_Directions_
Turn the rows, from the first line through the line containing "[306,0,394,340]", into a Markdown table with the columns No. and Line. Give each line its own number, and leave out blank lines and pictures.

--- Start The data ---

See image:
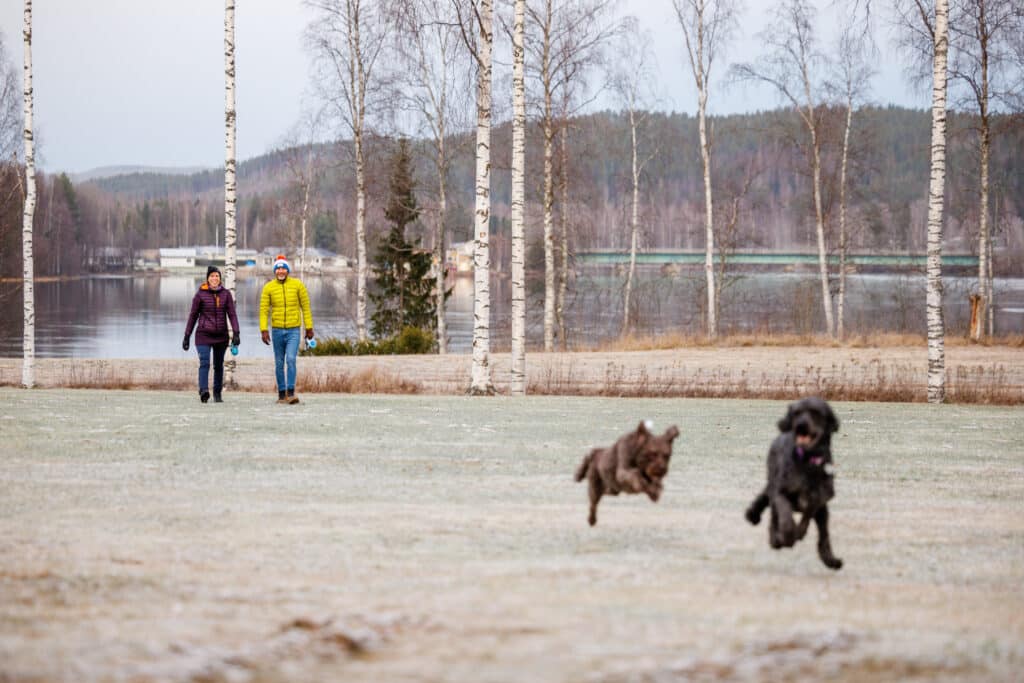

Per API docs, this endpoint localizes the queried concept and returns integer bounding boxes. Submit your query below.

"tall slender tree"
[224,0,238,387]
[398,0,469,354]
[611,20,654,336]
[894,0,949,403]
[836,25,871,339]
[949,0,1024,341]
[510,0,526,396]
[929,0,949,403]
[525,0,616,351]
[22,0,36,389]
[453,0,495,395]
[672,0,738,339]
[732,0,836,336]
[306,0,394,340]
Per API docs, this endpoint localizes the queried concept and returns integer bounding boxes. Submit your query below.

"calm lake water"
[0,267,1024,358]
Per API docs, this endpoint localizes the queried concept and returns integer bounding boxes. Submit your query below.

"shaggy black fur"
[746,397,843,569]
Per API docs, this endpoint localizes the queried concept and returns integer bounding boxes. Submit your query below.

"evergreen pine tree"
[370,138,437,339]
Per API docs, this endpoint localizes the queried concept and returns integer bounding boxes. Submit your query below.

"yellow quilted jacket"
[259,278,313,332]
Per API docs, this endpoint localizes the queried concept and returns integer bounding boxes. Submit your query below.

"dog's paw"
[743,508,761,526]
[821,557,843,571]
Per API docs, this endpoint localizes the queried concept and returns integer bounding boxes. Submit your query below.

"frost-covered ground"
[0,389,1024,683]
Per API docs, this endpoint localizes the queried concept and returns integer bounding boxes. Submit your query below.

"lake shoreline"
[0,345,1024,404]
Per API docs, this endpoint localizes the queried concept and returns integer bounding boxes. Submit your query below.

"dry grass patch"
[302,367,423,394]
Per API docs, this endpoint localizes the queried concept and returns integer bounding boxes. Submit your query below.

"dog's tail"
[574,449,599,481]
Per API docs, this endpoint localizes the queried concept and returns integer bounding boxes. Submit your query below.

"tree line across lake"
[0,106,1024,276]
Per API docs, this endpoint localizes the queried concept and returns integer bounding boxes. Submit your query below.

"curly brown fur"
[575,422,679,526]
[745,397,843,569]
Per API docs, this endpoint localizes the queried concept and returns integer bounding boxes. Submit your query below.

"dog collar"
[796,445,824,466]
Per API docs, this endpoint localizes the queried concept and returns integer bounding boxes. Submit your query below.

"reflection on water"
[0,268,1024,358]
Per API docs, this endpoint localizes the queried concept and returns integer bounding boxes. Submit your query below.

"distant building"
[160,247,196,268]
[160,246,258,269]
[444,242,473,273]
[256,247,351,274]
[85,247,132,272]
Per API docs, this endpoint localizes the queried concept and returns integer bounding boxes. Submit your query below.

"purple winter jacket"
[185,283,239,346]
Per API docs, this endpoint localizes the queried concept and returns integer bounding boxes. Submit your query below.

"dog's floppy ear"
[825,403,839,432]
[637,420,650,446]
[778,403,797,432]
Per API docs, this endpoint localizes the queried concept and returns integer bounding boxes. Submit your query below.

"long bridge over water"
[577,249,978,270]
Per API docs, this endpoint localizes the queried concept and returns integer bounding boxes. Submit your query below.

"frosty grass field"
[0,389,1024,683]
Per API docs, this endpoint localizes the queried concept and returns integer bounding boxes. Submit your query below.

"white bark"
[224,0,238,387]
[623,106,640,336]
[673,0,737,339]
[926,0,949,403]
[836,94,853,339]
[697,88,718,339]
[401,0,468,355]
[510,0,526,396]
[299,148,313,278]
[540,0,556,351]
[555,120,569,351]
[434,135,447,355]
[306,0,393,340]
[469,0,495,395]
[22,0,36,389]
[348,10,369,341]
[733,0,836,336]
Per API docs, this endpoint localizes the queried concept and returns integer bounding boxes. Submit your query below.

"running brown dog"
[575,422,679,526]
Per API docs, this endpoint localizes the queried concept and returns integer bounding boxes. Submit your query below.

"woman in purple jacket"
[181,265,241,403]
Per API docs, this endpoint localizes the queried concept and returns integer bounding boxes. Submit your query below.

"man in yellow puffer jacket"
[259,254,313,403]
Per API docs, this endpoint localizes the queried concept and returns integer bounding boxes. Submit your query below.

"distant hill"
[68,166,207,183]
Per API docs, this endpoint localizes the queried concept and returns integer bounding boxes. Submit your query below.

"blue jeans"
[270,328,301,391]
[196,342,227,393]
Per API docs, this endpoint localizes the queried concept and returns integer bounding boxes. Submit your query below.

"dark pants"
[196,342,227,393]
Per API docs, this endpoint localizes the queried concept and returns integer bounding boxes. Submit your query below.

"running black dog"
[575,422,679,526]
[746,398,843,569]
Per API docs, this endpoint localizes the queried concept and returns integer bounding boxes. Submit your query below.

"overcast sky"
[0,0,928,172]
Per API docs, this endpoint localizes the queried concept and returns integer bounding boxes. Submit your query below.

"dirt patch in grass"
[0,389,1024,683]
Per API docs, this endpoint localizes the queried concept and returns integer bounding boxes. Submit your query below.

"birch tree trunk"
[555,123,569,351]
[926,0,949,403]
[348,10,369,341]
[510,0,526,396]
[22,0,36,389]
[469,0,495,395]
[836,94,853,340]
[299,149,313,278]
[224,0,238,388]
[805,108,836,337]
[972,32,992,341]
[673,0,738,339]
[434,135,447,355]
[623,106,640,337]
[540,0,556,351]
[697,88,718,339]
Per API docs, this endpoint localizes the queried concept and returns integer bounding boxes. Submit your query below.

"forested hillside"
[0,108,1024,275]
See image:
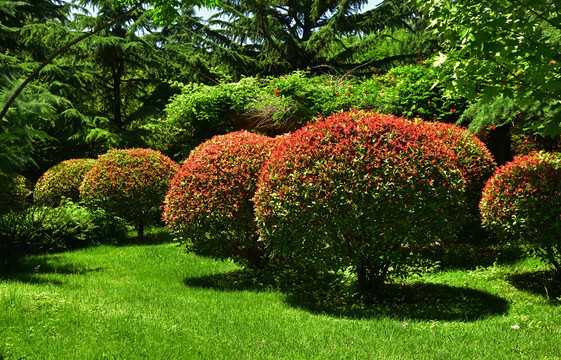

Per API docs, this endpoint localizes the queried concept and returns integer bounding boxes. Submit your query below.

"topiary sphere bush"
[479,152,561,277]
[417,121,497,218]
[80,149,179,237]
[255,112,465,293]
[163,131,274,268]
[33,159,95,207]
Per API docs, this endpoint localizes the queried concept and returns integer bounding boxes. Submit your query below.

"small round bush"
[479,152,561,274]
[163,131,274,267]
[80,149,179,237]
[255,112,465,293]
[418,121,497,218]
[33,159,95,207]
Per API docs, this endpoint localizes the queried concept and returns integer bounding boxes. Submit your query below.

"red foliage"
[418,121,497,216]
[479,152,561,274]
[255,112,465,292]
[80,149,179,236]
[163,131,274,267]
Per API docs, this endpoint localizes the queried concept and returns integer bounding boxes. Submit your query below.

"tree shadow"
[184,269,509,322]
[184,269,275,292]
[287,283,510,322]
[422,219,524,270]
[423,243,524,270]
[106,228,173,247]
[508,270,561,305]
[0,255,102,286]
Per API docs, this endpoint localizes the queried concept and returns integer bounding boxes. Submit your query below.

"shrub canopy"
[419,122,497,216]
[80,149,179,236]
[163,131,274,267]
[33,159,95,207]
[255,112,465,291]
[479,152,561,274]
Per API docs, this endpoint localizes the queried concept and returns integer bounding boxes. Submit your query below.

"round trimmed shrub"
[479,152,561,276]
[255,112,465,293]
[163,131,275,268]
[33,159,95,207]
[418,121,497,218]
[80,149,179,237]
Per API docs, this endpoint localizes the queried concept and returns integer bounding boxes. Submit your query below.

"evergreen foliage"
[255,112,465,295]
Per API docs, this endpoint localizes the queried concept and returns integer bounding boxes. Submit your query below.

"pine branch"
[0,1,144,121]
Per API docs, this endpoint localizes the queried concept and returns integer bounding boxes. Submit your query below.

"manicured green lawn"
[0,238,561,359]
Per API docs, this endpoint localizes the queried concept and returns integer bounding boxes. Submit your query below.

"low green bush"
[163,131,274,268]
[480,152,561,276]
[0,201,126,261]
[33,159,95,207]
[80,149,179,237]
[255,112,466,293]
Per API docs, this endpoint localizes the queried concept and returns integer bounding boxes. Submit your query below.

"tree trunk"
[0,1,144,121]
[138,220,144,239]
[488,123,512,166]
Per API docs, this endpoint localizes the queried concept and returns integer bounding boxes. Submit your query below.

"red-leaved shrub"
[80,149,179,237]
[418,121,497,218]
[163,131,274,267]
[255,112,465,292]
[479,152,561,276]
[33,159,95,207]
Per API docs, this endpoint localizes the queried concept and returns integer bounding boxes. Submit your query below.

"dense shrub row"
[418,121,497,220]
[480,152,561,275]
[5,110,561,293]
[163,131,274,267]
[255,112,465,292]
[150,64,464,157]
[0,149,179,261]
[80,149,179,237]
[33,159,95,207]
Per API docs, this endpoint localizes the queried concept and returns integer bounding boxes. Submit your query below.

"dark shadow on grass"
[508,271,561,305]
[422,220,524,270]
[184,269,509,322]
[423,243,524,270]
[287,283,509,322]
[106,228,173,246]
[0,255,102,285]
[184,269,274,291]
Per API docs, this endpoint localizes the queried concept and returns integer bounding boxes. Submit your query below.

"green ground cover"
[0,238,561,359]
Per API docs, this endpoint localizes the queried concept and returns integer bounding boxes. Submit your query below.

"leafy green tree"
[0,0,69,173]
[423,0,561,135]
[203,0,418,75]
[0,0,212,172]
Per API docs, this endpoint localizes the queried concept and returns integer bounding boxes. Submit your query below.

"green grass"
[0,235,561,359]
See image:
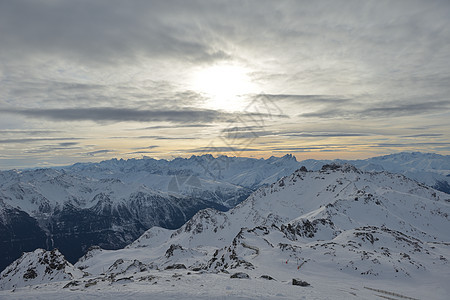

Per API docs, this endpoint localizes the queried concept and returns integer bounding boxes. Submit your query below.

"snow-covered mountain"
[76,165,450,278]
[0,249,85,290]
[0,155,297,269]
[0,164,450,299]
[300,152,450,194]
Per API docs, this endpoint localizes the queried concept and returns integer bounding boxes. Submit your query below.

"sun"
[193,64,256,111]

--- End The data ---

_Reply to the task_
| No. | Line |
|---|---|
| 1 | See image: |
| 2 | Per API docs, this endpoint localizes the queried concept and returns integer bounding boxes. Submit your query below. |
| 3 | "tall slender tree" |
| 4 | [224,0,238,387] |
| 5 | [398,0,469,354] |
| 6 | [611,20,654,336] |
| 7 | [894,0,949,403] |
| 8 | [836,25,871,339] |
| 9 | [949,0,1024,341] |
| 10 | [510,0,526,396] |
| 11 | [929,0,949,403] |
| 12 | [525,0,616,351] |
| 13 | [22,0,36,389] |
| 14 | [453,0,495,395] |
| 15 | [672,0,738,339] |
| 16 | [732,0,836,336] |
| 17 | [306,0,394,340] |